I think we can all agree that Big is one of Tom Hanks finest roles. I know, I know, he's won awards and gotten more critical acclaim for a lot of his other movies, but that's not the point here.
I know that Cast Away was great and Sully was amazing and Captain Phillips was absolutely breathtaking, but can we talk about Big for a second instead.
This movie is an absolute trip. It is actually an Academy Award nominated film, so technically it's on the same level of awesome as those other classics, but this one has a plot that leaves you screaming "WAIT WHAT?!" at least a dozen times.
Let's go through this movie and see if we can't try to make sense of it, or if we can't we can at least we can try to come to terms with the nonsense that this glorious movie gave us.
So wait, the 13-year-old boy turns into a 30-year old?
Yes, this movies entire plot is based on the fact that a 13-year-old boy wished to become "big", and the magical Zoltar machine dispensed a card that said "your wish is granted". When formerly little Josh Baskin wakes up in the morning, he's a 30-year-old man. Then hilarity ensues.
How did Josh's family not notice a 30-year-old running around their house?
First of all, he steals his dad's clothes. Does his dad just not notice that there are clothes missing?
Second of all, wouldn't you hear all the thumping and screaming and stuff? Maybe go check on your kid? I know teenagers are noisy sometimes, but this seems like it's taken to another level.
This would have been a very different movie if he was caught, but still. It goes to a wild place.
How did they pick up that machine so fast?
It was completely gone by the time he woke up to go to school. He was awake at a reasonable time and went right to find the machine right away but it was gone. What kind of company actually comes before 9 am because they are the ones I want to make appointments with. My appointments always say between 9-5 and then show up at 6:30.
Why would he think his mom would recognize him?
He's suddenly a 30-year-old man asking to come into their house, why would his mom believe him? Did she not teach him stranger danger? I know that he's not actually a stranger, but it's still a weird assumption.

→ **Given instruction a**
In the records, change "Drop" to "Place" in everything from the line containing "Can you see the black trousers" down to the line containing "column 276, row 146", and return only those lines with nothing else altered.
The piece on Big and the records come from separate, unrelated sources.

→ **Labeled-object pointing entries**
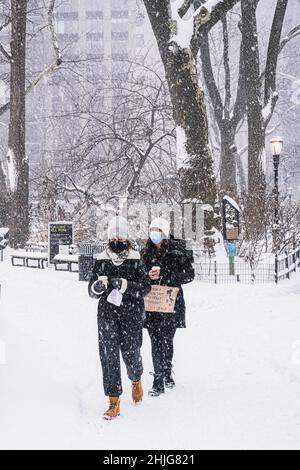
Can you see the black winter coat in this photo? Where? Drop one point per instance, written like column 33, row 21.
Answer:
column 134, row 271
column 176, row 263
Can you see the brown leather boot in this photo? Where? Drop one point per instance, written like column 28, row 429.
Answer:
column 137, row 391
column 114, row 408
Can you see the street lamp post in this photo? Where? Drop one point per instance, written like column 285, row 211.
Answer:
column 276, row 147
column 290, row 194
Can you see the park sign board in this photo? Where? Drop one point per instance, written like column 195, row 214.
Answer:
column 231, row 219
column 59, row 234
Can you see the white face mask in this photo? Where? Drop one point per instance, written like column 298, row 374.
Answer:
column 156, row 237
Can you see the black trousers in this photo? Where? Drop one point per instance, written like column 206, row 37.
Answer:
column 162, row 335
column 119, row 332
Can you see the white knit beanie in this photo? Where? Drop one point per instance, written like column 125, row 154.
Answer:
column 162, row 224
column 117, row 228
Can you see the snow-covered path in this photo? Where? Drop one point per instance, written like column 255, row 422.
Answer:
column 237, row 369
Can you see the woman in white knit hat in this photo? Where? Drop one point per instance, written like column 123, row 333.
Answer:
column 120, row 282
column 168, row 263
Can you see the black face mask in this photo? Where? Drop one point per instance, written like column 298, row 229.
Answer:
column 118, row 246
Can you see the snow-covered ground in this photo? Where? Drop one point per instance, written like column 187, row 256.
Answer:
column 237, row 370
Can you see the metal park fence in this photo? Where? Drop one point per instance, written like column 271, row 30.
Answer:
column 221, row 273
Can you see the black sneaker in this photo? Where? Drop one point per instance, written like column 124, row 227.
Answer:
column 158, row 387
column 169, row 381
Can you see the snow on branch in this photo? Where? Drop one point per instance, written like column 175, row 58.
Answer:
column 4, row 52
column 53, row 32
column 188, row 28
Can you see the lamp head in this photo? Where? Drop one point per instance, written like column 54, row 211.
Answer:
column 276, row 146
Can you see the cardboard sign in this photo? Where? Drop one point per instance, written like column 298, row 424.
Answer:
column 161, row 299
column 60, row 233
column 231, row 249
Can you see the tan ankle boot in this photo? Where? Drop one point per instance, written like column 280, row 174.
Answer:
column 137, row 391
column 114, row 408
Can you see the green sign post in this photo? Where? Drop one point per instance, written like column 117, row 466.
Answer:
column 60, row 233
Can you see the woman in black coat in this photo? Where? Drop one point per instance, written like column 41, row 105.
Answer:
column 120, row 282
column 169, row 264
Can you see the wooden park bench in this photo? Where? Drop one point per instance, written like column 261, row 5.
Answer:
column 67, row 262
column 37, row 258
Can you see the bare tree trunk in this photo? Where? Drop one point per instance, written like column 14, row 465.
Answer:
column 189, row 107
column 17, row 164
column 256, row 125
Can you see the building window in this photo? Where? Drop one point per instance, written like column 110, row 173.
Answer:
column 140, row 39
column 94, row 36
column 94, row 5
column 94, row 15
column 94, row 25
column 119, row 14
column 67, row 15
column 119, row 35
column 120, row 56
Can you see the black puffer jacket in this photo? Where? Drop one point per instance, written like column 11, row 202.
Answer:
column 176, row 263
column 134, row 271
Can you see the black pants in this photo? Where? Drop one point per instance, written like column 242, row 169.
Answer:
column 162, row 335
column 119, row 332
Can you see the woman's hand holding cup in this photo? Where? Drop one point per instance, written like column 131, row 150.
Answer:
column 154, row 274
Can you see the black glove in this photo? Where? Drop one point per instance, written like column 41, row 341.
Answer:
column 119, row 283
column 99, row 287
column 116, row 283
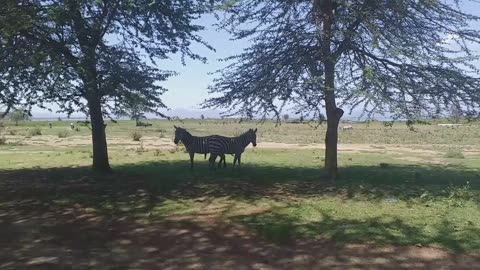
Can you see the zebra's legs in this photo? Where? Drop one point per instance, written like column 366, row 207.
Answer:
column 211, row 160
column 191, row 159
column 222, row 158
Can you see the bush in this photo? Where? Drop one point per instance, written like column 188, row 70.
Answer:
column 35, row 131
column 454, row 153
column 136, row 136
column 63, row 134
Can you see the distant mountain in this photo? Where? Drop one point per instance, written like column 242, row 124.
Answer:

→ **Given instruction b**
Reproduce the piece on Big word for word, everything from "How did Josh's" down to "machine so fast?".

→ **Right answer a**
Can you see the black trousers in this photo? Where? Place one point per instance, written like column 206, row 37.
Answer:
column 162, row 335
column 119, row 332
Can you see the white knit beanie in this photo? Where? Place one point per instance, written like column 125, row 154.
Answer:
column 162, row 224
column 117, row 228
Can you see the snow-covered path in this photo? Where? Place one point per instance, written like column 255, row 422.
Answer:
column 237, row 369
Can you see the woman in white knit hat in this photo? Where? Place one point per instance, written like column 123, row 333.
Answer:
column 120, row 282
column 168, row 263
Can you see the black face mask in this photo? Where? Place one point per instance, written like column 298, row 229.
Answer:
column 118, row 246
Can you see the snow-covered ground in this photo? Where? Place one point per instance, written like column 187, row 256.
Answer:
column 237, row 370
Can you see the metal park fence in this photo? Where? Place one point per instance, written like column 271, row 30.
Answer:
column 221, row 273
Can you see the black sneaker in this photo? Where? Place one point per instance, written like column 124, row 227.
Answer:
column 158, row 387
column 169, row 381
Can you see the snow on branch in this photo? Where? Place one point per instance, written like column 175, row 58.
Answer:
column 4, row 52
column 53, row 32
column 188, row 28
Can you see the lamp head in this photo? Where? Place one point per instance, written like column 54, row 211.
Answer:
column 276, row 146

→ **Right answer b**
How did Josh's family not notice a 30-year-old running around their house?
First of all, he steals his dad's clothes. Does his dad just not notice that there are clothes missing?
Second of all, wouldn't you hear all the thumping and screaming and stuff? Maybe go check on your kid? I know teenagers are noisy sometimes, but this seems like it's taken to another level.
This would have been a very different movie if he was caught, but still. It goes to a wild place.
How did they pick up that machine so fast?